Doc ref: 28524/10;39224/10;39747/10;32419/11;20691/13 • ECHR ID: 001-154475

Document date: April 15, 2015

  • Inbound citations: 0
  • Cited paragraphs: 0
  • Outbound citations: 8

SOTNIKOV v. RUSSIA

Doc ref: 28524/10;39224/10;39747/10;32419/11;20691/13 • ECHR ID: 001-154475

Document date: April 15, 2015

Cited paragraphs only

Communicated on 15 April 2015

FIRST SECTION

Application no. 28524/10 Igor Konstantinovich SOTNIKOV against Russia and 4 other applications (see list appended)

The applicants are Russian nationals.

A. The circumstances of the cases

The facts of the cases, as submitted by the applicants, may be summarised as follows.

1. Application no. 28524/10 by Mr Sotnikov

The applicant and his family live in the village of Ilskiy in the Krasnodar region.

On 2 February 2000 the Krasnodar regional court convicted the applicant of murder and sentenced him to eighteen years ’ imprisonment in a special regime facility. The conviction became final and the applicant was sent to serve his sentence to IK-18 in the settlement of Kharp in the Yamalo ‑ Nenetskiy region.

Later the applicant ’ s sentence was brought into conformity with the changes in legislation so that he serve it in a strict regime facility. The applicant was then transferred to IK-8 in Labytnagy in the Yamalo ‑ Nenetskiy region (about 4,400 km from Ilskiy in the Krasnodar region).

The applicant repeatedly requested various State agencies to ensure his transfer to a penitentiary facility located closer to the Krasnodar region, but in vain.

The applicant lodged a complaint against the Russian Federal Penitentiary Service (“FSIN”) with a court.

On 26 January 2010 the Labytnagy town court returned the statement of claims to the applicant unexamined for a failure to explain the alleged violation of the applicant ’ s rights.

On 4 March 2010 the Yamalo-Nenetskiy regional court upheld the ruling of 26 January 2010 on appeal.

2. Application no. 39224/10 by the Yevsyukov family

The third applicant is a son of the first and second applicants. The three applicants live in Moscow.

On 8 June 2010 the Supreme Court of Russia convicted the third applicant in the final instance of aggravated murder and sentenced him to a life imprisonment in a special regime facility.

The third applicant was sent to serve his sentence in IK-18 in the settlement of Kharp in the Yamalo-Nenetskiy region (about 3,500 km from Moscow).

The applicants unsuccessfully requested the FSIN to transfer the third applicant to a facility closer to Moscow and then challenged the FSIN ’ s refusal before a court.

On 2 November 2010 the Zamoskvoretskiy district court of Moscow examined two separate complaints, one of which was lodged by the third applicant and another one by the first and second applicants jointly, and delivered two respective judgments dismissing both complaints for the reason that the third applicant had been sent to Kharp pursuant to Article 73 § 4 of the Russian Code on Execution of Sentences (“CES”) and that he should remain there by virtue of Article 81 of the CES.

On 2 February and 14 March 2011 the Moscow city court upheld the judgments in the first and second applicants ’ case and that of the third applicant, respectively.

--- Goal 1 ---
State how many lines in the rows contain the string "motorcycle".
The Sotnikov v. Russia excerpt and the rows are separate material.

Rows excerpted from a collection:
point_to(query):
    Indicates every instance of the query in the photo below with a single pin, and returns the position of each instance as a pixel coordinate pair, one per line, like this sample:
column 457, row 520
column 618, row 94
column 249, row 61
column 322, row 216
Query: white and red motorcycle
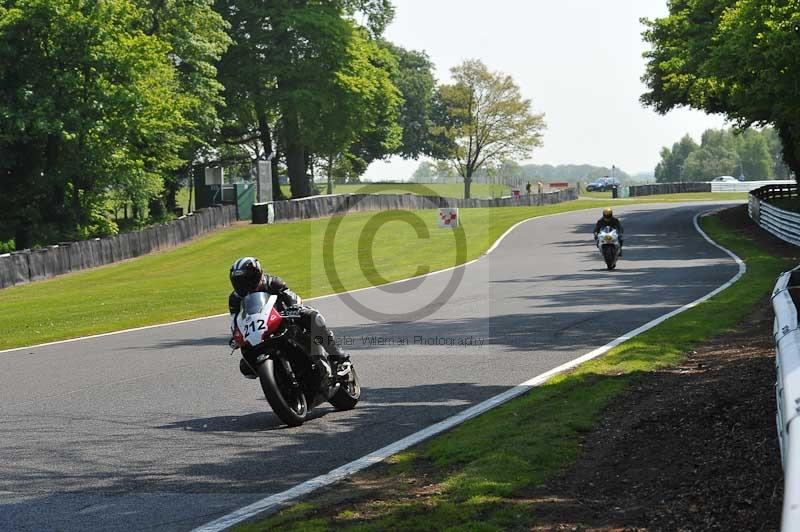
column 276, row 348
column 608, row 244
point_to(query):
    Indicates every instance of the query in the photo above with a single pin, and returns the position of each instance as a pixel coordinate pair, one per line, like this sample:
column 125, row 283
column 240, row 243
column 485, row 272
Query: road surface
column 157, row 430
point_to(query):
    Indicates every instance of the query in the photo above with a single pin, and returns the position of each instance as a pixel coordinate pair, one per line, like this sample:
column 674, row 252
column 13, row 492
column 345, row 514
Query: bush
column 7, row 246
column 100, row 225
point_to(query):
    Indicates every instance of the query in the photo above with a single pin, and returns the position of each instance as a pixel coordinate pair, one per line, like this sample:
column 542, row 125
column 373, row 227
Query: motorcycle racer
column 247, row 276
column 608, row 220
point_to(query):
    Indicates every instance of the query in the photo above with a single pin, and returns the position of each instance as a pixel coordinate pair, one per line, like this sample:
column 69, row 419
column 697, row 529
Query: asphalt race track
column 157, row 430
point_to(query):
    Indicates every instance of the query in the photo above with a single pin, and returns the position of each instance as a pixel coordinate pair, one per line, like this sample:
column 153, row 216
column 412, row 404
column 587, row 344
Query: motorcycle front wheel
column 287, row 401
column 610, row 257
column 349, row 392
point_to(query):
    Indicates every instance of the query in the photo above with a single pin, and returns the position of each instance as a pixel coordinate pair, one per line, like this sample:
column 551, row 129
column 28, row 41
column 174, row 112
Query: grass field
column 191, row 280
column 477, row 474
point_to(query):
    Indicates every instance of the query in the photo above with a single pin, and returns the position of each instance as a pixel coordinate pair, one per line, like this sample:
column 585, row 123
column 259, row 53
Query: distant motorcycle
column 274, row 345
column 608, row 244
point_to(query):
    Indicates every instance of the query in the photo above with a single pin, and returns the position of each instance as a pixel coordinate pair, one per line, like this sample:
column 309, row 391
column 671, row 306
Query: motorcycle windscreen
column 253, row 303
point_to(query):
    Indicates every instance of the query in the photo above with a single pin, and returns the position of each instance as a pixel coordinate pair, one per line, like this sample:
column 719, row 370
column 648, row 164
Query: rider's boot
column 246, row 370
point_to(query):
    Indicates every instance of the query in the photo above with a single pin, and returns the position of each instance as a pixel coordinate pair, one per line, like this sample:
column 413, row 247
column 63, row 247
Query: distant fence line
column 34, row 265
column 668, row 188
column 681, row 188
column 321, row 206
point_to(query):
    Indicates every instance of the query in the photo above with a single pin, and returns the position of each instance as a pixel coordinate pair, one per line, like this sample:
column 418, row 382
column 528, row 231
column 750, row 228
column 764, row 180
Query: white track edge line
column 157, row 325
column 275, row 502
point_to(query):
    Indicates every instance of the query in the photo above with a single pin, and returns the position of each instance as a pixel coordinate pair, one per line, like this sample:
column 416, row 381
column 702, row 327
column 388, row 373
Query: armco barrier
column 668, row 188
column 787, row 392
column 321, row 206
column 780, row 222
column 33, row 265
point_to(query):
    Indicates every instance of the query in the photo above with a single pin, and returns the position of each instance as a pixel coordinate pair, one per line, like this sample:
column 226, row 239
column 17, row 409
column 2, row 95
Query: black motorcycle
column 278, row 351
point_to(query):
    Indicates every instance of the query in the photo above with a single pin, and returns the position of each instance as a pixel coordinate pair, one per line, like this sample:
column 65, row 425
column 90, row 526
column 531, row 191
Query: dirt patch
column 692, row 447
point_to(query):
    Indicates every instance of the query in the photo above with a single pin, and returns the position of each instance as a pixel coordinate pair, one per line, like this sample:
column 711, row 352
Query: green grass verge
column 191, row 281
column 689, row 196
column 484, row 466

--- Goal 2 ---
Summarize the Sotnikov v. Russia excerpt in three sentences.

--- Full output 1 ---
6

--- Full output 2 ---
The excerpt, from a case communicated on 15 April 2015, sets out the facts of applications by Russian nationals who sought transfers of prisoners to facilities closer to their families. Mr Sotnikov, convicted of murder in 2000, was serving his sentence at IK-8 in Labytnagy, about 4,400 km from his home village of Ilskiy, and his court complaint against the FSIN was returned unexamined, a ruling upheld on appeal. The third Yevsyukov applicant, sentenced to life imprisonment for aggravated murder, was sent to IK-18 in Kharp, about 3,500 km from Moscow, and the family's challenges to the FSIN's refusal to transfer him were dismissed under Articles 73 § 4 and 81 of the CES and upheld by the Moscow city court.